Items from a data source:

┄┄┄┄┄┄┄┄┄┄

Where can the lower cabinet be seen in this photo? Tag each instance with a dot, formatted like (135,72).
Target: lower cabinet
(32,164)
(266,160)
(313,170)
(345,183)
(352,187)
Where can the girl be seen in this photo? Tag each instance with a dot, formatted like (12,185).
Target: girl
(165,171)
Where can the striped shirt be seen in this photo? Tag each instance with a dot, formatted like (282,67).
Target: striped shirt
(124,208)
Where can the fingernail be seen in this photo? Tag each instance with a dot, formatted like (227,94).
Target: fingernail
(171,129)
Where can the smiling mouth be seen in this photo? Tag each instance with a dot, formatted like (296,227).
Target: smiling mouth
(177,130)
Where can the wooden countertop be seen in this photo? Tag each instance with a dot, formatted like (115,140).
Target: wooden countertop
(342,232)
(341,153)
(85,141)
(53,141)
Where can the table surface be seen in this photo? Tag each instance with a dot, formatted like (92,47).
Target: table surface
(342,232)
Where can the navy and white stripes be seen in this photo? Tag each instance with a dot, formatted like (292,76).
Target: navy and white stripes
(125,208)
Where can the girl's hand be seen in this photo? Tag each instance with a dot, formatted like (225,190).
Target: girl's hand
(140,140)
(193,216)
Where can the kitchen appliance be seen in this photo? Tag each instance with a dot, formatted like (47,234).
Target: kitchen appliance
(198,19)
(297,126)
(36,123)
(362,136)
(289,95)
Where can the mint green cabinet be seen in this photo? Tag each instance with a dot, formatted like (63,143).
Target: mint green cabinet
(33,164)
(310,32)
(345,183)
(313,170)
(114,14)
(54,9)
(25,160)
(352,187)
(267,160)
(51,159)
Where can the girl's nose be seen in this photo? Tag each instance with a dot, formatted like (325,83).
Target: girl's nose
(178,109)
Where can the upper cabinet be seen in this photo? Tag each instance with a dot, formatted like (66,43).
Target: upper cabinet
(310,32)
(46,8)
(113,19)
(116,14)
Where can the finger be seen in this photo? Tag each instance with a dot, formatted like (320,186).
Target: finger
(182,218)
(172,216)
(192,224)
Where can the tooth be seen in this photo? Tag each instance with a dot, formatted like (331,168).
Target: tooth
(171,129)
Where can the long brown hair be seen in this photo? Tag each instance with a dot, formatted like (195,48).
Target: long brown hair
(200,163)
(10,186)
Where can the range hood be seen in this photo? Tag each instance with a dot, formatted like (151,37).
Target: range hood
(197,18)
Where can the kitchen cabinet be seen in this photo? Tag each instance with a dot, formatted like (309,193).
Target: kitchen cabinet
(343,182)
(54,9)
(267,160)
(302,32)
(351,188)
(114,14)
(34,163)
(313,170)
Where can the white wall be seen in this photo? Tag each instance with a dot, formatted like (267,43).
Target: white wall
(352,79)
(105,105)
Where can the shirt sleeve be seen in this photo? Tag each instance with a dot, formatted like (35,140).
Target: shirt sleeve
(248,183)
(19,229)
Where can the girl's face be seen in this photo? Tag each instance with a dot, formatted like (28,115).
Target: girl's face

┄┄┄┄┄┄┄┄┄┄

Challenge =>
Extract each line of the listing above, copying it word for word.

In response =>
Where can the lower cabinet be seen in this photo? Tag each instance with a dot, formatted like (135,72).
Target: lower cabinet
(32,164)
(266,160)
(313,170)
(345,183)
(352,187)
Where can the girl be seen in this photo? Tag each instance with a dot, formatted like (12,185).
Target: girl
(165,171)
Where can the striped shirt be seen in this photo? Tag each instance with a dot, formatted like (282,67).
Target: striped shirt
(124,208)
Where can the fingernail be seen in this photo? Tag each instance with a dot, formatted like (227,94).
Target: fingernail
(171,129)
Where can the smiling mouth be seen in this photo? Tag each instance with a dot, formatted like (296,227).
Target: smiling mouth
(177,130)
Where can the wooden countertop be seen in this photo? Tag each instance with a dot, formatted like (115,140).
Target: wooden countertop
(342,232)
(341,153)
(85,141)
(53,141)
Where can the table surface be seen in this photo? Tag each instance with a dot, formatted like (92,47).
Target: table surface
(342,232)
Where can the navy and white stripes be seen in this photo? Tag each instance with a dot, formatted like (292,76).
Target: navy and white stripes
(125,208)
Where can the girl's hand be seen in this photo? Tag each instance with a dot, formatted like (225,190).
Target: girl's hand
(140,140)
(193,216)
Where can the kitchen appliance be seen in this photo? Tag each instance with a dot, formatted like (47,234).
Target: kitchen appliance
(198,19)
(297,126)
(36,123)
(362,136)
(289,95)
Where can the mint green cabinet be seen in this photo? Tag each instance with a dot, formatted like (63,143).
Target: mint green cabinet
(33,164)
(310,32)
(345,183)
(313,170)
(114,14)
(54,9)
(25,160)
(352,187)
(267,160)
(51,159)
Where can the girl's nose be seen in this photo? Tag each instance with a dot, formatted like (325,83).
Target: girl's nose
(178,109)
Where can the upper cabinet be seen in this photo? Tag each instance with a dot, formatted like (66,43).
Target: upper cabinet
(310,32)
(46,8)
(113,19)
(116,14)
Where can the finger be seen in this photo? Tag each instance with a dot, formatted like (320,186).
Target: finger
(182,218)
(172,216)
(192,224)
Where can the tooth be seen in this photo? Tag each instance with a dot, formatted like (331,168).
Target: tooth
(171,129)
Where can the long brown hair be seen in this photo? Tag each instance with a dot, formatted like (195,48).
Target: long brown hair
(200,163)
(10,186)
Where can the range hood be seen in this photo? Tag each instance with a dot, formatted like (151,37).
Target: range hood
(197,18)
Where can the kitchen cabinet be seen in this photo? Tag each instance with a dot, formatted like (309,193).
Target: kitchen cabinet
(343,182)
(54,9)
(267,160)
(302,32)
(351,188)
(114,14)
(34,163)
(313,170)
Where can the white wall be seen in this photo? Tag each instance with a dot, formatted like (267,43).
Target: white wall
(352,79)
(105,105)
Where can the shirt sleeve be seen in this photo? Tag each instance with a dot, formatted like (35,140).
Target: shirt sleeve
(248,183)
(19,229)
Where can the girl's face be seen in this photo? Tag each instance with a dot, formatted like (28,115).
Target: girl's face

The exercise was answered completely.